■ EXERCISE INSTRUCTIONS
Repeat exactly each line of the data provided below.

__________________________________________________

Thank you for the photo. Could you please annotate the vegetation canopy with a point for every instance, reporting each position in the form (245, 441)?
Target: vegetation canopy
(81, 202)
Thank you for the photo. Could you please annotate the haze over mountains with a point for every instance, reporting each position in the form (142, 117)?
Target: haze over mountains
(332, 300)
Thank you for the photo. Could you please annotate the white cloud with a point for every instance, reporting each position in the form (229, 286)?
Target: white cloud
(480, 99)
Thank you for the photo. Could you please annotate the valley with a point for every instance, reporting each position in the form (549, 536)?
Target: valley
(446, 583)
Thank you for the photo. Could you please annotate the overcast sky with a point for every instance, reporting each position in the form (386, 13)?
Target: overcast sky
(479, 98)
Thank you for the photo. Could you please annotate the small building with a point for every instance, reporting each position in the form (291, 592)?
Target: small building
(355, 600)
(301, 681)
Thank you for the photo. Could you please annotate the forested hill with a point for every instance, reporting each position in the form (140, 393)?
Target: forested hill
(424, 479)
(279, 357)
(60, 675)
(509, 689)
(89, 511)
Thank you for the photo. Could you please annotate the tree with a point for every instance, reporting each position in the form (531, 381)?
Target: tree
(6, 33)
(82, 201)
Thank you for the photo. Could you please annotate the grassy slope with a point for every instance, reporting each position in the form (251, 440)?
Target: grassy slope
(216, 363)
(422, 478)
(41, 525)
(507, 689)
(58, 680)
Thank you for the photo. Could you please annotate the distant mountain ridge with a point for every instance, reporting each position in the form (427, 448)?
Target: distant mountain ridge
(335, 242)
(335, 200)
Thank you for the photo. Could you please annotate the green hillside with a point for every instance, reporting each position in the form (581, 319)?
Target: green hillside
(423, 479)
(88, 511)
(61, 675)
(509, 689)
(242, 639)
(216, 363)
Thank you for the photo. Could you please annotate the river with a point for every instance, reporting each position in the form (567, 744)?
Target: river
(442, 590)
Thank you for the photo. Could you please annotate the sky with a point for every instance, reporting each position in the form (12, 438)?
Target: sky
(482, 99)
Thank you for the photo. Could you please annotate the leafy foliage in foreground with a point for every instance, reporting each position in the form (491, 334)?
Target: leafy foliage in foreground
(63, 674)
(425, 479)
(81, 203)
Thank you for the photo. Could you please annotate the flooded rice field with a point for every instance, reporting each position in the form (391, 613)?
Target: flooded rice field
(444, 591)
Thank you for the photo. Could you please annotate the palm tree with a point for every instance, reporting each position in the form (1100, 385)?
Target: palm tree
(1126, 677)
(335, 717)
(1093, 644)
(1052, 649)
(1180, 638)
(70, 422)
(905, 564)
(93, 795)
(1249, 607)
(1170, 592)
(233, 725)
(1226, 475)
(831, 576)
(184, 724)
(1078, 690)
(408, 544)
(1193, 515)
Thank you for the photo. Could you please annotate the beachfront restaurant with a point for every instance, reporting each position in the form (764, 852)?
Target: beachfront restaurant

__________________________________________________

■ WORKED ANSWER
Thank you for the photo. Could you please annotate the vegetation canopy with a point for every instance, reporting each position in the form (245, 441)?
Target: vegetation canopy
(81, 202)
Thank you for the photo. Could you please annotate the haze over mountains with a point for every instance, reporting each position in the form (142, 117)?
Target: haze over mountains
(332, 300)
Thank you for the photo. Could you please annotate the white cloud with a point for every instance, reporting each position in the form (229, 286)?
Target: white cloud
(480, 99)
Thank you for the photo. Could you please annotate the valley with a point for every instance, reporting each position in the form (549, 536)?
Target: valley
(446, 583)
Thank you for the photo. Could you please annotate the overcast sky with a point for every instance, reporting each position in the form (386, 13)?
Target: overcast sky
(479, 98)
Thank you for the photo. Could you please annotate the small building with a point for every instance, reporting each position in the form (291, 592)?
Target: small building
(355, 600)
(301, 681)
Thank you for the photo. Could you please annotate the forested hill with a point for every instance, reporting each position in the form (140, 393)?
Target: forested hill
(424, 479)
(279, 357)
(60, 675)
(509, 689)
(89, 511)
Thank you for the photo. Could you please annotate the tree with a point for every instance, reporting each position in the form (531, 381)?
Target: tree
(6, 33)
(82, 201)
Thank you for the photo. Could you please annotate the grassy slope with a point for every instance, reporting each position in the form (251, 440)?
Target: grassy slope
(216, 363)
(422, 478)
(41, 525)
(507, 689)
(58, 680)
Thank you for the photo. Could you please annotate the distant mountain ridge with a point for every instance, reporting each position in the form (427, 448)?
Target: distant mountain ridge
(335, 242)
(335, 200)
Thank you for the photo. Could you please annotate the green hillside with a point for every instance, reporting each position in the form (581, 319)?
Target: green hillside
(423, 479)
(88, 511)
(61, 675)
(509, 689)
(242, 639)
(216, 363)
Thank you for the photo. Could you please annotate the river with a point for every instance, reporting each position in the form (567, 744)?
Target: river
(442, 590)
Thank you for the photo. Could you please annotate the sky with a point for every instance, reporting each position in the form (12, 438)?
Target: sky
(482, 99)
Thank you for the photo. Could you please annotate the leafy foliage in foreground with a point for every instance, reporting each position in the form (491, 334)?
Target: leafy foliage in foreground
(63, 674)
(425, 479)
(81, 203)
Thank you for the photo. Could you please annotate the flooded rice field with a point for every instance, reporting each position in the form (391, 613)?
Target: flooded rice field
(444, 591)
Thank you for the photo. Could you please annotate the palm tree with a point for every instance, reporting each position in the form (1100, 385)?
Target: palm tree
(1126, 677)
(335, 717)
(1093, 644)
(1052, 649)
(1180, 638)
(70, 422)
(905, 564)
(93, 795)
(1249, 607)
(1170, 592)
(233, 725)
(1226, 475)
(831, 576)
(184, 724)
(1078, 690)
(408, 544)
(1193, 515)
Thank you for the photo. Could you please annotate the beachfront restaurant with a point for every instance, reporting each position in the form (764, 852)?
Target: beachfront restaurant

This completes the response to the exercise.